### BRIEF
Please copy the records below word for word, leaving out the pictures.

### RECORDS
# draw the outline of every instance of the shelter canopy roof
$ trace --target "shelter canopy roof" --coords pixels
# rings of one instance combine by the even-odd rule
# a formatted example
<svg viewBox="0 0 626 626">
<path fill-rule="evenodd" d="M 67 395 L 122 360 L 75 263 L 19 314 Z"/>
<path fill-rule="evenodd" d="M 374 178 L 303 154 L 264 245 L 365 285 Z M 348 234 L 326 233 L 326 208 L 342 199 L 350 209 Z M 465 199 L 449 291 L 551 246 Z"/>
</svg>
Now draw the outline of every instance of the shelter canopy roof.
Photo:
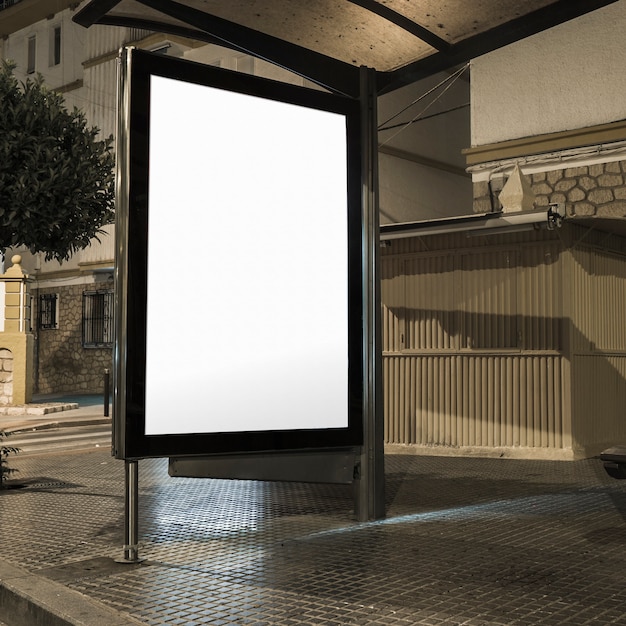
<svg viewBox="0 0 626 626">
<path fill-rule="evenodd" d="M 75 20 L 217 43 L 356 96 L 360 66 L 385 93 L 614 1 L 91 0 Z"/>
</svg>

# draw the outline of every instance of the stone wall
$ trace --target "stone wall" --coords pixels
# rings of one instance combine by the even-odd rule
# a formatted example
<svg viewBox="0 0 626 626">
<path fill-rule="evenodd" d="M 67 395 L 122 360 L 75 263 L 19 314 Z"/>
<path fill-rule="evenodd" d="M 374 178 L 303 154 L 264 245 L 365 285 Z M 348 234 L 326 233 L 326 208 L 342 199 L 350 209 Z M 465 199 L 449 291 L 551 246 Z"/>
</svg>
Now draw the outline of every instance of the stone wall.
<svg viewBox="0 0 626 626">
<path fill-rule="evenodd" d="M 537 207 L 564 203 L 568 215 L 626 217 L 626 161 L 537 172 L 528 178 Z M 498 210 L 501 188 L 501 183 L 491 189 L 486 181 L 474 183 L 474 212 Z"/>
<path fill-rule="evenodd" d="M 13 402 L 13 353 L 0 348 L 0 405 Z"/>
<path fill-rule="evenodd" d="M 112 364 L 112 348 L 82 346 L 82 295 L 93 285 L 70 285 L 33 290 L 34 319 L 39 296 L 57 293 L 58 328 L 41 329 L 35 322 L 35 392 L 102 393 L 104 370 Z"/>
</svg>

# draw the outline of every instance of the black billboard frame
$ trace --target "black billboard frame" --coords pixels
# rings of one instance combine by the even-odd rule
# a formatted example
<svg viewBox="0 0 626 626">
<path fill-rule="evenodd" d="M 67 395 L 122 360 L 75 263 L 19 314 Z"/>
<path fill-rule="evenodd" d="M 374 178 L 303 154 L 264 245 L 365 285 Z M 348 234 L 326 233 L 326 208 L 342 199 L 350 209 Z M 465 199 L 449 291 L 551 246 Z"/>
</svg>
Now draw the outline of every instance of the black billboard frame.
<svg viewBox="0 0 626 626">
<path fill-rule="evenodd" d="M 364 341 L 359 100 L 124 48 L 118 92 L 113 453 L 118 459 L 345 449 L 363 444 Z M 147 435 L 145 432 L 150 77 L 163 76 L 339 113 L 346 120 L 348 426 Z M 201 398 L 199 398 L 201 402 Z M 175 419 L 175 417 L 173 417 Z"/>
</svg>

### OUTPUT BELOW
# draw the outline of every instance of the shelter canopy roof
$ trace --target "shelter canopy roof" --coords pixels
# rings of one instance combine by the even-odd rule
# a formatted example
<svg viewBox="0 0 626 626">
<path fill-rule="evenodd" d="M 67 395 L 122 360 L 75 263 L 19 314 Z"/>
<path fill-rule="evenodd" d="M 374 178 L 303 154 L 264 245 L 365 285 Z M 348 234 L 326 233 L 326 208 L 342 199 L 350 209 Z M 465 199 L 449 291 L 551 246 Z"/>
</svg>
Now draw the outline of every instance of the shelter canopy roof.
Photo:
<svg viewBox="0 0 626 626">
<path fill-rule="evenodd" d="M 75 20 L 217 43 L 356 96 L 360 66 L 385 93 L 614 1 L 91 0 Z"/>
</svg>

# draw the outline of every instance of the stone wall
$ trace --target "stone wall" --coords pixels
# rings of one instance combine by the even-odd rule
# a formatted example
<svg viewBox="0 0 626 626">
<path fill-rule="evenodd" d="M 67 395 L 122 360 L 75 263 L 19 314 Z"/>
<path fill-rule="evenodd" d="M 374 178 L 303 154 L 264 245 L 365 285 Z M 348 234 L 326 233 L 326 208 L 342 199 L 350 209 Z M 465 199 L 449 291 L 551 246 Z"/>
</svg>
Now draw the outline of every instance of the stone wall.
<svg viewBox="0 0 626 626">
<path fill-rule="evenodd" d="M 537 207 L 564 203 L 568 215 L 626 217 L 626 161 L 537 172 L 528 178 Z M 498 210 L 501 188 L 501 183 L 491 189 L 486 181 L 474 183 L 474 212 Z"/>
<path fill-rule="evenodd" d="M 13 402 L 13 353 L 0 348 L 0 405 Z"/>
<path fill-rule="evenodd" d="M 112 364 L 112 348 L 82 346 L 82 295 L 93 285 L 70 285 L 33 290 L 34 319 L 39 296 L 57 293 L 58 328 L 41 329 L 35 322 L 35 392 L 102 393 L 104 370 Z"/>
</svg>

# draw the outline of every instance of the black billboard frame
$ trace --target "black billboard frame" --coords pixels
# rings of one instance combine by the even-odd rule
# a formatted example
<svg viewBox="0 0 626 626">
<path fill-rule="evenodd" d="M 67 395 L 122 360 L 75 263 L 19 314 Z"/>
<path fill-rule="evenodd" d="M 374 178 L 303 154 L 264 245 L 365 285 Z M 348 234 L 326 233 L 326 208 L 342 199 L 350 209 Z M 465 199 L 449 291 L 551 246 Z"/>
</svg>
Now draw the outline of every instance of the black billboard frame.
<svg viewBox="0 0 626 626">
<path fill-rule="evenodd" d="M 364 341 L 359 100 L 124 48 L 118 92 L 113 453 L 118 459 L 345 449 L 363 444 Z M 147 435 L 145 432 L 150 77 L 163 76 L 339 113 L 346 120 L 348 426 Z M 201 398 L 199 398 L 201 402 Z M 175 419 L 175 417 L 173 417 Z"/>
</svg>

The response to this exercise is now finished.